» **THE EXERCISE**
Turn the lines below into a Markdown table with the columns "Row" and "Line text." Give each non-blank line its own numbered row, and leave out the blank lines.

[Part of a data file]
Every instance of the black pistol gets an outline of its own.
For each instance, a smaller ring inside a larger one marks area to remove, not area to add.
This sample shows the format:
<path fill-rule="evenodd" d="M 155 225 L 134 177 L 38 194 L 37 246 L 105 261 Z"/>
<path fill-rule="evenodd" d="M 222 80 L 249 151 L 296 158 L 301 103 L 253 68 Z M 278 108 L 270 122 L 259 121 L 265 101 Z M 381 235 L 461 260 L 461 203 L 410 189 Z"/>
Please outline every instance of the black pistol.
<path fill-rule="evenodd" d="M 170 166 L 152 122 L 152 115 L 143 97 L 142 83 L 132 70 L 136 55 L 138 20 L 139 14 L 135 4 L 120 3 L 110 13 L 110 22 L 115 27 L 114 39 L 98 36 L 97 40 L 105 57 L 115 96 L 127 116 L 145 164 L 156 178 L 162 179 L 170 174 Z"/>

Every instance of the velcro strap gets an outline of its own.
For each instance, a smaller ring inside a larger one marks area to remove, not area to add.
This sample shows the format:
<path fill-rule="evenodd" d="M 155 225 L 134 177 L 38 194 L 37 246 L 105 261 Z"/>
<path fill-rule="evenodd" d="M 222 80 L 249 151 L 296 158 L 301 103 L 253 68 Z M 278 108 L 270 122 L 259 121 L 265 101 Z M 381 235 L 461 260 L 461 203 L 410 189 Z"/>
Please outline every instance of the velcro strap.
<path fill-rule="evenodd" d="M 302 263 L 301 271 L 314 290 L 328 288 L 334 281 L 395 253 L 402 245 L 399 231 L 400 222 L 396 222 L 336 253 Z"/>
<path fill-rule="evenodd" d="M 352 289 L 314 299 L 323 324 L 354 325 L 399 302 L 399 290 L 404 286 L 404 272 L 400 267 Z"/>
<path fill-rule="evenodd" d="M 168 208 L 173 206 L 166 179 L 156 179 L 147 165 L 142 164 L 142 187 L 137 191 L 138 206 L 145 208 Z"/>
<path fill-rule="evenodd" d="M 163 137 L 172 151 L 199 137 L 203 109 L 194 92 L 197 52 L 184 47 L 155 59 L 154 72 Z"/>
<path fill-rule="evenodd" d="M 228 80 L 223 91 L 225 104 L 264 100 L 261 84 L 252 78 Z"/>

» **CORRECT RESPONSE**
| Row | Line text |
|---|---|
| 1 | Every instance of the black pistol gets an outline of its own. |
| 2 | For each instance, a smaller ring inside a larger one marks area to remove, not area to add. |
| 3 | This sample shows the format: |
| 4 | <path fill-rule="evenodd" d="M 155 225 L 134 177 L 38 194 L 37 246 L 105 261 Z"/> |
| 5 | <path fill-rule="evenodd" d="M 222 80 L 249 151 L 296 158 L 301 103 L 253 68 Z M 278 108 L 270 122 L 259 121 L 265 101 Z M 381 235 L 461 260 L 461 203 L 410 189 Z"/> |
| 6 | Please outline every instance of the black pistol. |
| 7 | <path fill-rule="evenodd" d="M 170 166 L 152 122 L 152 115 L 143 97 L 142 83 L 132 70 L 136 55 L 138 20 L 139 14 L 135 4 L 120 3 L 110 13 L 110 22 L 115 27 L 114 39 L 98 36 L 97 40 L 105 57 L 115 96 L 127 116 L 145 164 L 156 178 L 162 179 L 170 174 Z"/> |
| 8 | Every instance of the velcro strap gets an outline of its own. |
| 9 | For each instance, a smaller ring inside a larger one marks area to remove, not area to add. |
| 10 | This sample shows the format: |
| 11 | <path fill-rule="evenodd" d="M 155 225 L 134 177 L 38 194 L 37 246 L 105 261 Z"/> |
| 12 | <path fill-rule="evenodd" d="M 222 80 L 249 151 L 296 158 L 301 103 L 253 68 Z M 278 108 L 270 122 L 259 121 L 265 101 Z M 381 235 L 461 260 L 461 203 L 410 189 Z"/> |
| 13 | Please outline every instance of the velcro strap. |
| 14 | <path fill-rule="evenodd" d="M 302 263 L 301 271 L 314 290 L 328 288 L 334 281 L 395 253 L 402 245 L 399 231 L 400 222 L 396 222 L 336 253 Z"/> |
| 15 | <path fill-rule="evenodd" d="M 352 289 L 314 299 L 323 324 L 354 325 L 399 302 L 399 290 L 404 286 L 404 272 L 400 267 Z"/> |
| 16 | <path fill-rule="evenodd" d="M 168 208 L 173 206 L 166 179 L 156 179 L 147 165 L 142 164 L 142 187 L 137 191 L 138 206 L 145 208 Z"/> |
| 17 | <path fill-rule="evenodd" d="M 163 137 L 172 151 L 199 137 L 203 109 L 194 92 L 197 52 L 184 47 L 155 59 L 154 72 Z"/> |
| 18 | <path fill-rule="evenodd" d="M 228 80 L 223 91 L 225 104 L 264 100 L 261 84 L 252 78 Z"/> |